# Actualização Imagens Satélite



## seqmad (3 Out 2007 às 10:27)

Bom dia,

Ainda não estou familiarizado com o site, desde já as minhas desculpas se este tema não justifica um tópico, mas é o seguinte:

Estava a acompanhar o seguimento da situação de ontem de manhã e a pensar que o acompanhamento do evoluir da situação para um determinado local (por exemplo para a hora seguinte) seria tanto mais eficaz quanto mais rápida a actualização de imagens de satélite e radar e está limitado por essa actualização.
O IM actualiza as imagens de radar em média cerca de 45 min. depois e as de satélite 1hora e tal depois, e já por várias vezes ter-me-ia sido útil uma actualização mais rápida...

A pergunta é: quais são os sites que conhecem que actualizam mais rápido as imagens de satélite que incluam a zona do nosso país, de modo a serem úteis para o que referi, e que vocês consultam para os seguimentos... calculo que para as imagens de radar terão mesmo que ser as do IM...
Perdoem a ignorância...


----------



## Vince (3 Out 2007 às 11:18)

Olá,

Esse é um grande e velho problema que temos há imenso tempo.
Radar não há nada a fazer, depende do IM, um dia alguém acabará por explicar o porquê de só haver actualizações de 30m e do respectivo atraso.
Como sou optimista, acho que como o uso do radar tem aumentado muito nos últimos anos por parte da população, o IM acabará por melhorar essa questão, pois eles sabem provavelmente muito melhor do que nós que isso tem que ser melhorado.

Quanto ao satélite, não é um problema nosso, é comum a toda a Europa, e tem a ver com limitações da Eumetsat. Isto relativamente a actualizações mais frequentes (15m por ex.), que relativamente ao atraso, penso que o IM também poderá/deverá melhorar essa parte.
Para essas imagens de hora a hora, há muitos sites com atraso mínimo, podes usar o próprio site da Eumetsat:
http://www.eumetsat.int/Home/Main/Image_Gallery/Real-time_Images/index.htm?l=en
http://fr.allmetsat.com/images/europe.php

Actualizações frequentes (15m), de vez em quando aparecem sites como estes (ver em baixo), mas tal como tem aparecido outros no passado, como devem ser piratas, principalmente o Sat24, mais dia menos dia acabam. É aproveitar enquanto dura.

http://www.sat24.com/
http://www.meteoam.it/satelliti/nefo/nefomedi.gif

*PS:* Vai passando pelo tópico Sites sobre meteorologia, que é onde normalmente vamoscolocando link's para sites úteis.


----------



## seqmad (3 Out 2007 às 18:34)

Obrigado pelas dicas.

Entretanto e quanto às imagens de radar, verifiquei que o INM de Espanha actualiza em 15 minutos, com imagens dos 20 e 50 min. de cada hora. Os radares de Cáceres e Sevilha cobrem o nosso Sul e Centro, excepto faixa costeira ocidental, sempre podem ser úteis, desde que não seja para acompanhar circulações atmosféricas de oeste... por exemplo ontem davam perfeitamente em relação ao Algarve e Alentejo...


----------

#### Tarefa a:
Mostre cada linha dos registos abaixo em que apareça a palavra "helmet". Tenha em conta as maiúsculas e minúsculas.
O texto e os registos têm origens diferentes.

Parte de um ficheiro de dados
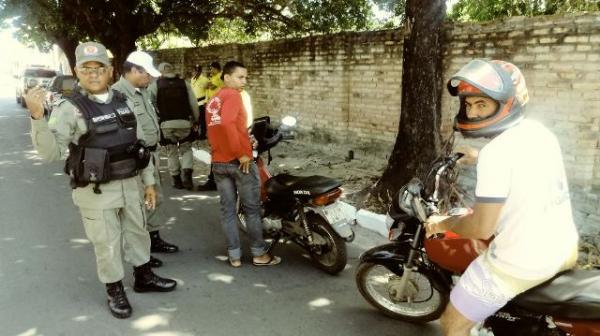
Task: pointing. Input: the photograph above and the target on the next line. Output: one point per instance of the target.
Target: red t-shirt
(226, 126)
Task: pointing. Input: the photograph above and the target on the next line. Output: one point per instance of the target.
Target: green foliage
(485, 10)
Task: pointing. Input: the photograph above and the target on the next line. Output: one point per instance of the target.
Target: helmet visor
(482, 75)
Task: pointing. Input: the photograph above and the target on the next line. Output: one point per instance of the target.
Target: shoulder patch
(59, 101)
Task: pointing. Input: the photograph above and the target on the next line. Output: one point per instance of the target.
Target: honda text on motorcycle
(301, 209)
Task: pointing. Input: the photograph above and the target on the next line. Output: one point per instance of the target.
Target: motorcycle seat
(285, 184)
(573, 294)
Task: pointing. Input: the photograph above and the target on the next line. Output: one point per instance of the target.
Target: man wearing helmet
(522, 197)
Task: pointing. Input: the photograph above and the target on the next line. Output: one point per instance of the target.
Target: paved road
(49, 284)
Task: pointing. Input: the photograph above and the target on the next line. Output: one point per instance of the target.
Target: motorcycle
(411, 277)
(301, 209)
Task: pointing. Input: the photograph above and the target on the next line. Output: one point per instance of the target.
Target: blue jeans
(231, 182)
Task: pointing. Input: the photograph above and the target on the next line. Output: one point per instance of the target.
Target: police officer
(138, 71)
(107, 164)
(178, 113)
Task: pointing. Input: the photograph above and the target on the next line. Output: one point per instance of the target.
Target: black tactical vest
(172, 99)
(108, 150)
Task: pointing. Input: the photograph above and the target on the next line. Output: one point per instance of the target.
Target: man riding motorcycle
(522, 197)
* * *
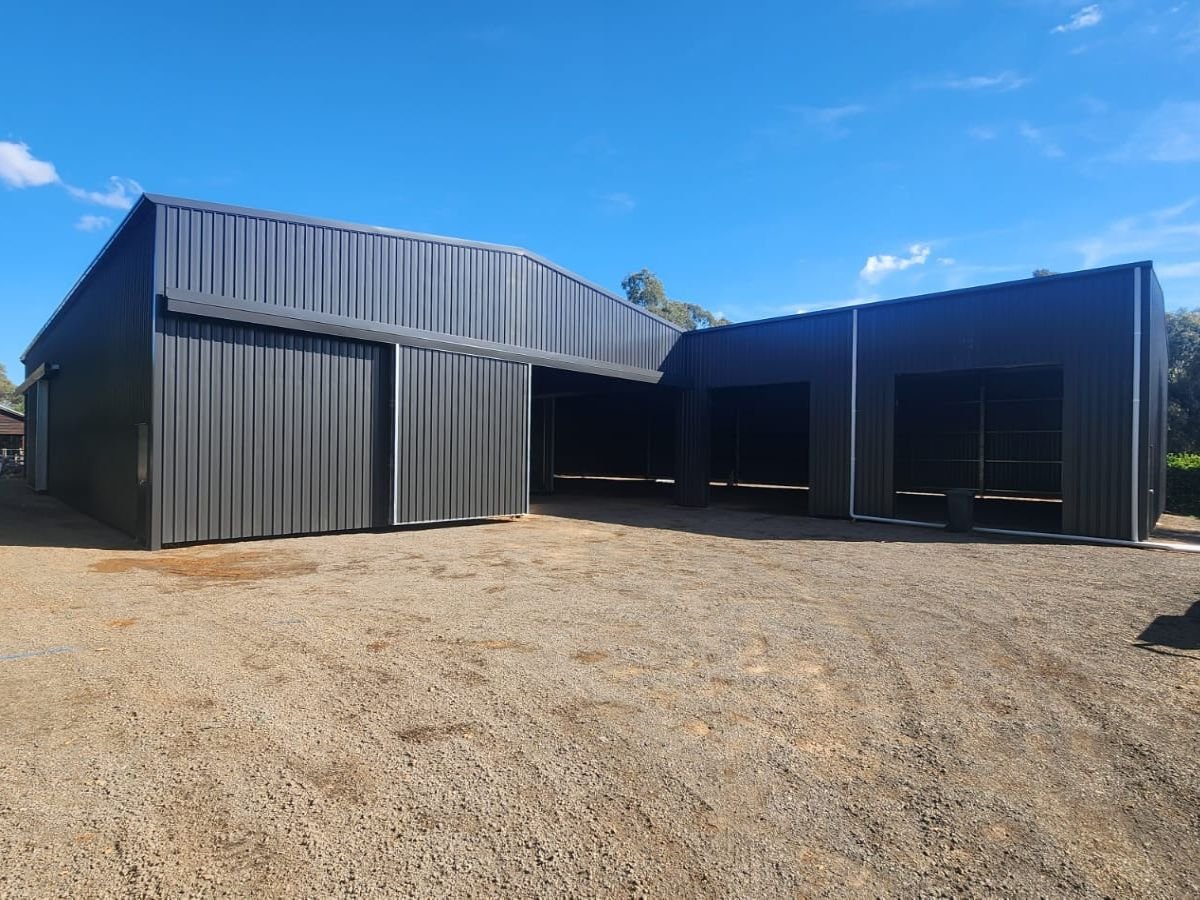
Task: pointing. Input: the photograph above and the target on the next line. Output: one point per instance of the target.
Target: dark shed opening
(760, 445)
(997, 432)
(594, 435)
--
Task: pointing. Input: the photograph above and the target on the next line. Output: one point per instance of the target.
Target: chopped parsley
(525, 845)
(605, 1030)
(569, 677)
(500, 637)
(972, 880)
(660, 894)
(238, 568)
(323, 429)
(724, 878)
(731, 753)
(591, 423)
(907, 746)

#### Tarefa b:
No texto sobre a atualização de imagens de satélite, que radares espanhóis cobrem o Sul e o Centro de Portugal?

#### Resultado do exercício a:
Target: helmet visor
Target: man wearing helmet

#### Resultado do exercício b:
Os radares de Cáceres e Sevilha.